What you need to do:
Please find each line in the entries below that contains the word "then", matching case, and copy those lines out in full.

Exercise input:
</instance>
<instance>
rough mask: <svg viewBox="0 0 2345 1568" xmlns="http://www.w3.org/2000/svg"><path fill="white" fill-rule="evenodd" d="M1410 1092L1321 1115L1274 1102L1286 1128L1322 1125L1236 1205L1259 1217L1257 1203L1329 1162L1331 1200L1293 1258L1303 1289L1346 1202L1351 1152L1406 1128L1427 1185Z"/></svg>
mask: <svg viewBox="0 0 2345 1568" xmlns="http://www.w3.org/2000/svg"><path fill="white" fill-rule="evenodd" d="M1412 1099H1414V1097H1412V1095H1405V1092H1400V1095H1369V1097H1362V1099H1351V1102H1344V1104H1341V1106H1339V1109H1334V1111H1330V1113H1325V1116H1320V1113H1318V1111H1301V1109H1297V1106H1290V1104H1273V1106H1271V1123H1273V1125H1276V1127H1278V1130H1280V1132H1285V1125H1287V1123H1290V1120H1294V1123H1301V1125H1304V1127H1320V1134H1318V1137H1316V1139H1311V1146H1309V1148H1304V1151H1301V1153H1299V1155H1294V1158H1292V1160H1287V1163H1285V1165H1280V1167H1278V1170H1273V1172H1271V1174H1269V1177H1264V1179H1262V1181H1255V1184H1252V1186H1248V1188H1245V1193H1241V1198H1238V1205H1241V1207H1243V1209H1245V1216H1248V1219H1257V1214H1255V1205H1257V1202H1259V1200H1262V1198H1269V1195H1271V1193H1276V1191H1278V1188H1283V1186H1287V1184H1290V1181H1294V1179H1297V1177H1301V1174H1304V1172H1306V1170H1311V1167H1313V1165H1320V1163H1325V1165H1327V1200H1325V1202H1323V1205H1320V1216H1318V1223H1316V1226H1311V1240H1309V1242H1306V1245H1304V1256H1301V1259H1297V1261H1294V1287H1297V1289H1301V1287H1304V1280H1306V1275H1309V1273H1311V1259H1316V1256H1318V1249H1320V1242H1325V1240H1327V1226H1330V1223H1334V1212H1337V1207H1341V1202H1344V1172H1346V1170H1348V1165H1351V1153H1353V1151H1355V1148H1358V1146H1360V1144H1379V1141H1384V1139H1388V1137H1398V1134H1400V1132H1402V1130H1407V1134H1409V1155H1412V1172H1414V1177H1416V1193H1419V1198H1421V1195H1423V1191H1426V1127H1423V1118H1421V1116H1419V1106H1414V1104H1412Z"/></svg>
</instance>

...

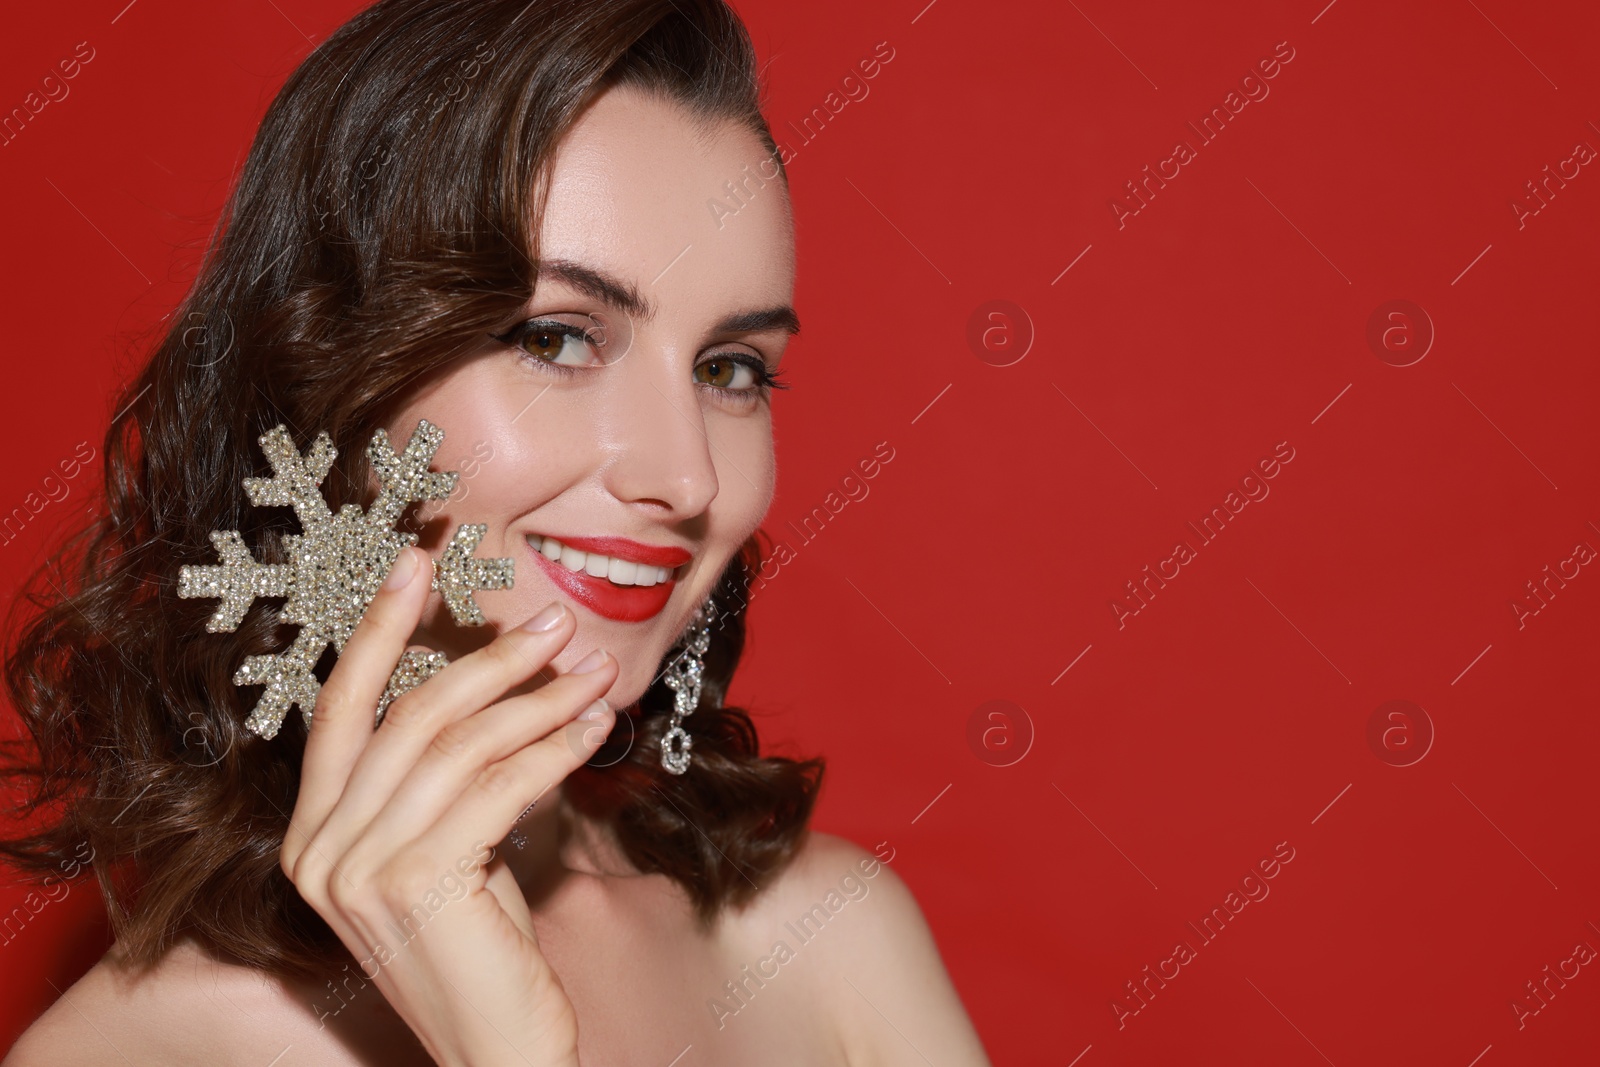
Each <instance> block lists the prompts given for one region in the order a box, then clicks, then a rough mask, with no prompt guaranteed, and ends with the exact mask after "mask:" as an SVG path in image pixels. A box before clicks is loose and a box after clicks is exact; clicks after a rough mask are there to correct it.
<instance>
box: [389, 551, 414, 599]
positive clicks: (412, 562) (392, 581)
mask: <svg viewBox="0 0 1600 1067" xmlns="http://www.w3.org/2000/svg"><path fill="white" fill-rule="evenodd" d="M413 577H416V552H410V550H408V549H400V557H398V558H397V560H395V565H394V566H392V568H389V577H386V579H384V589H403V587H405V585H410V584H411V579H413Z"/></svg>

Finished exercise:
Each <instance> block lists the prompts given for one region in the order a box, then clicks, then a rough mask, with no prompt guaranteed, and ends with the exact mask after "mask:" as an SVG path in image pixels. A box before clicks is loose and a box after clicks is exact; clicks after a rough mask are there to correct it.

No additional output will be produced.